[Start of Attachment]

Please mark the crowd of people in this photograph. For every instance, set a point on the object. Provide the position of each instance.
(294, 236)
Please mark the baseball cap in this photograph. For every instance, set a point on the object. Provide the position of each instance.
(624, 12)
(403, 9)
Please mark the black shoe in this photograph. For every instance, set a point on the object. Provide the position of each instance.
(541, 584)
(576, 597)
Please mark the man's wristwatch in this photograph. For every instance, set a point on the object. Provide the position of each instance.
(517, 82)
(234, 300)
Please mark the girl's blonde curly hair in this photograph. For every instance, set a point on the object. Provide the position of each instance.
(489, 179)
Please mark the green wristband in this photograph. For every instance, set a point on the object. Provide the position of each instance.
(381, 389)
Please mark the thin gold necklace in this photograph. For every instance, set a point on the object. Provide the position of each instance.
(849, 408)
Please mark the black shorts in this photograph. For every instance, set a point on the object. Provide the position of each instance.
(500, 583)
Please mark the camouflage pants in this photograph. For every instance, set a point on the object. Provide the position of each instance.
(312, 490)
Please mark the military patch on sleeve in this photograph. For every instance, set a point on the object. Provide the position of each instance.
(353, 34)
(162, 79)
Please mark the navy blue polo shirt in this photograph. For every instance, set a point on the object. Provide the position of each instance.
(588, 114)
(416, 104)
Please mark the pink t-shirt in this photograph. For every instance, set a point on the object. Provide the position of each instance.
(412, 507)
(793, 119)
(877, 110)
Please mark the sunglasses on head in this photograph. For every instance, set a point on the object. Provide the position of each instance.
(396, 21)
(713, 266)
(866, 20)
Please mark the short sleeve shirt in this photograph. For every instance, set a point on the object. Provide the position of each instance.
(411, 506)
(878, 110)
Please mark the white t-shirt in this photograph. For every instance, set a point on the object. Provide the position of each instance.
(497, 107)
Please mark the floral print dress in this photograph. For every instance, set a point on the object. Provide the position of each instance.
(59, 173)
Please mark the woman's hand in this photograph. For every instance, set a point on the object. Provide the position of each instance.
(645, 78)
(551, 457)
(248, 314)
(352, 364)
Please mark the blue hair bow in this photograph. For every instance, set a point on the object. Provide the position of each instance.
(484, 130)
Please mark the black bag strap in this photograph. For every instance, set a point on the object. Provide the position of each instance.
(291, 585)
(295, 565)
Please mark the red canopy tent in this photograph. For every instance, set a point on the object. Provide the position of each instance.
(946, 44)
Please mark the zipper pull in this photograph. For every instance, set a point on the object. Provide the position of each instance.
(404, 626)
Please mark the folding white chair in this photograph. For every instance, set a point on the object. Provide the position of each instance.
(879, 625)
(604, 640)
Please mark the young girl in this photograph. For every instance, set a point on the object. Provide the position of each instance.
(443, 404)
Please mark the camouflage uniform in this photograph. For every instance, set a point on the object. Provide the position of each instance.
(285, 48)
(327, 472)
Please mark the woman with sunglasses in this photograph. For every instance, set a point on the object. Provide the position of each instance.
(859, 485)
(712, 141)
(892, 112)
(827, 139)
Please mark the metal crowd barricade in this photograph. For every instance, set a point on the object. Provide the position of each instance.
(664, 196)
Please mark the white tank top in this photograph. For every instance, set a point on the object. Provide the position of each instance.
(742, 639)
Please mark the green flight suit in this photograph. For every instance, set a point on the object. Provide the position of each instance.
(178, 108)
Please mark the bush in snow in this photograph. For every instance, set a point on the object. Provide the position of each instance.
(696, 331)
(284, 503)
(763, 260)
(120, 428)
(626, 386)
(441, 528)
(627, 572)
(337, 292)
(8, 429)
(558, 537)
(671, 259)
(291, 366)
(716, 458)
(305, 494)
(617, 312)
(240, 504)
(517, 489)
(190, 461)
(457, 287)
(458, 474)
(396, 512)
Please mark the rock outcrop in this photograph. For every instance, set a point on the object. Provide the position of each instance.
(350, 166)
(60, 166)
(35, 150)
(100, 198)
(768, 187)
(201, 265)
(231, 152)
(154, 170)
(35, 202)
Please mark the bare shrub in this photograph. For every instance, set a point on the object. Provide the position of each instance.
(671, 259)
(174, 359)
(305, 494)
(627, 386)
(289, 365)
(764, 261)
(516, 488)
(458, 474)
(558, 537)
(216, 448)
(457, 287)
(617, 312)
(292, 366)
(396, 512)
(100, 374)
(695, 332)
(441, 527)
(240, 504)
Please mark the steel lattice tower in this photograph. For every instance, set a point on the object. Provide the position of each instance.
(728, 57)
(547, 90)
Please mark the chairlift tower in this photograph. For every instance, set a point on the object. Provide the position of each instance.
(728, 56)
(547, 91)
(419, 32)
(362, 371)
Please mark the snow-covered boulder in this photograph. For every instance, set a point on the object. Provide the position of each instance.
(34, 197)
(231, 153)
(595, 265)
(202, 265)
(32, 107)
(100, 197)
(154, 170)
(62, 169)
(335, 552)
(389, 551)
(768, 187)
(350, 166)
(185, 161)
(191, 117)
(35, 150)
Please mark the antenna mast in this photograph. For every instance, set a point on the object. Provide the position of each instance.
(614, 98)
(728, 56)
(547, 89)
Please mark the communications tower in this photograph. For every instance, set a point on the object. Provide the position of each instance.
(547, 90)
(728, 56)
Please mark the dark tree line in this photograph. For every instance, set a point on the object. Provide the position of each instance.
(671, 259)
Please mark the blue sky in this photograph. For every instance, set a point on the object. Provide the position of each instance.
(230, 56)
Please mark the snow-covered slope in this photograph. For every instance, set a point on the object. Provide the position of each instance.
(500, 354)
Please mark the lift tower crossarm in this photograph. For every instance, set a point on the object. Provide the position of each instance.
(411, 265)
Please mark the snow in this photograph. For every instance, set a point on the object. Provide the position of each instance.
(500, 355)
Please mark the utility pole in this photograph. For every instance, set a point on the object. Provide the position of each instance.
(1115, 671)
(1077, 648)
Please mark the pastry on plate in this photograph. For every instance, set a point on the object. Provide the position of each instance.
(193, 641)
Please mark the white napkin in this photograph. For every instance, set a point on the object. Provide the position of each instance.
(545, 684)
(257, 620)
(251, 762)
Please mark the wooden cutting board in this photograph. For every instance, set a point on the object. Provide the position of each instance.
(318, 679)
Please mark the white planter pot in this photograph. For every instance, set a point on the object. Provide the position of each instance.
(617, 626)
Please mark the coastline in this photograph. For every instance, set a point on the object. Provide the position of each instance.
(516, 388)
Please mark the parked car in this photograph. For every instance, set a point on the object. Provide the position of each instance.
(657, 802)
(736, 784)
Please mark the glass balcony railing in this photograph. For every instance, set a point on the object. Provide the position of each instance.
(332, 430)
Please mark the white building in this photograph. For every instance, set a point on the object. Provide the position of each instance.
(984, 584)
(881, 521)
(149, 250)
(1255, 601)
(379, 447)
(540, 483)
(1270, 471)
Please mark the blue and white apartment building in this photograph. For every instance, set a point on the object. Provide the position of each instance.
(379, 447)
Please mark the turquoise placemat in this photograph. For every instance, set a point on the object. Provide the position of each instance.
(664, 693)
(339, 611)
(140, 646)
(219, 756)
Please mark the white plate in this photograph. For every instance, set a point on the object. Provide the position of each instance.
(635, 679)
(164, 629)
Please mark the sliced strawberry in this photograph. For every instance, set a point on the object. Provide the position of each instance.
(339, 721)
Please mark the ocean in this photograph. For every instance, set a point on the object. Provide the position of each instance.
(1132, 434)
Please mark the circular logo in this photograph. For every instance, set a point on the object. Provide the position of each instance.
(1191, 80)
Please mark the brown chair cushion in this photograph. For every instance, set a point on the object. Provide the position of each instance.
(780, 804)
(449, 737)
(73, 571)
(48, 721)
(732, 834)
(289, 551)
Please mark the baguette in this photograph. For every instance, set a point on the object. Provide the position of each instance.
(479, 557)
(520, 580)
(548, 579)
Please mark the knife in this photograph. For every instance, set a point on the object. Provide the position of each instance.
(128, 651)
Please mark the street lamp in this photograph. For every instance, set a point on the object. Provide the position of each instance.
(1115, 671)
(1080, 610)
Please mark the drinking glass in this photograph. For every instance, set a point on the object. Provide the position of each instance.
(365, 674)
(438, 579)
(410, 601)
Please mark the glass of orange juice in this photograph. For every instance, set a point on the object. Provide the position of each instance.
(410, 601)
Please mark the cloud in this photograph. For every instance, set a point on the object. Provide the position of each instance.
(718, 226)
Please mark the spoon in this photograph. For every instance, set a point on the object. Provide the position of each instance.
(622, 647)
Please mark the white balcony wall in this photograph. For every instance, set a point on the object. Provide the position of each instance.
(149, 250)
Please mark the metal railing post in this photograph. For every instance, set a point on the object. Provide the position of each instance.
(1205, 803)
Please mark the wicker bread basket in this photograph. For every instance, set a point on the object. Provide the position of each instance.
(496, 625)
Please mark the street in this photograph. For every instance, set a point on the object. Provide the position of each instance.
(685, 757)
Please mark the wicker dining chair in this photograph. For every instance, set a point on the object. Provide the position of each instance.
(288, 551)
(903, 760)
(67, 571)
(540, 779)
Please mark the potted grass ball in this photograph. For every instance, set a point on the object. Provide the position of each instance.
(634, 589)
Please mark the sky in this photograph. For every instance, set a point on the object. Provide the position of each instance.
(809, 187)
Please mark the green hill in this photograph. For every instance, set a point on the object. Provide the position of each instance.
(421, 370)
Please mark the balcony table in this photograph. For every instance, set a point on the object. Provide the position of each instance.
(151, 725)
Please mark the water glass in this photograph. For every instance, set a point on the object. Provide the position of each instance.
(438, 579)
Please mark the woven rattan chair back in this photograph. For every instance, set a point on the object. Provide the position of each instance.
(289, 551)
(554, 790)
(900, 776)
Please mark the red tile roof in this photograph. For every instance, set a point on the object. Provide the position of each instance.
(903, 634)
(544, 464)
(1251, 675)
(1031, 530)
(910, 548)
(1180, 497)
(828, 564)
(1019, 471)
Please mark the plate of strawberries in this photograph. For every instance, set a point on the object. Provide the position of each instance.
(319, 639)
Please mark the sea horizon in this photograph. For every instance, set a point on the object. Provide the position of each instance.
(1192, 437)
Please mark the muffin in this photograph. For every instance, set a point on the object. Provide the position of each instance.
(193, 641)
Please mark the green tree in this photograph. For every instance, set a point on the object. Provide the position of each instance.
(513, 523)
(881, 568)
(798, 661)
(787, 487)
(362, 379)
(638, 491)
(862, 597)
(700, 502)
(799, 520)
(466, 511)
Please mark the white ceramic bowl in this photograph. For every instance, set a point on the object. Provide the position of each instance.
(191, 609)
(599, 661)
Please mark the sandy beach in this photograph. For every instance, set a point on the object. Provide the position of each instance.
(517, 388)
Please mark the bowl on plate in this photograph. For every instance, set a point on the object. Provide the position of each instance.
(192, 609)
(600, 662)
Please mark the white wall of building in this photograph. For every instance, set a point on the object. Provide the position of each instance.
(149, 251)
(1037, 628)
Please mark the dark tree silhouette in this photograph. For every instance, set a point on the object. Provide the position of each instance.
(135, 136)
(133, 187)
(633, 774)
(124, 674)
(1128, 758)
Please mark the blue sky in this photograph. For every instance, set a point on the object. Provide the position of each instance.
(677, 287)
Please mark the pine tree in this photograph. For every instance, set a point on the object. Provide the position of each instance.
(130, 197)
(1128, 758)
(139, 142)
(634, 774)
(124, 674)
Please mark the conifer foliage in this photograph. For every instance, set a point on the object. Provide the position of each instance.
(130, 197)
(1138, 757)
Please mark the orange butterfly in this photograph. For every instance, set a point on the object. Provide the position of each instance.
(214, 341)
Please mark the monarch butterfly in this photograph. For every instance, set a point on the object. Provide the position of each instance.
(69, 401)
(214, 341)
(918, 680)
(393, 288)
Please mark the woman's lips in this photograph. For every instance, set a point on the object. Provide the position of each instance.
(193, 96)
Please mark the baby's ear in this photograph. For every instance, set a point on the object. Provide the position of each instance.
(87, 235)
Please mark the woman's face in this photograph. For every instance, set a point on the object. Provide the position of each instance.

[End of Attachment]

- **What the task requires**: Write out only those lines of the entries that lie between the line containing "Please mark the baby's" and the last line, inclusive, reproducing them exactly.

- **Answer section**:
Please mark the baby's ear in this photograph. For every instance, set a point on the object. Provide the position of each instance.
(87, 235)
Please mark the woman's face in this photograph. For every instance, set a point on the object. Provide the position of each instance.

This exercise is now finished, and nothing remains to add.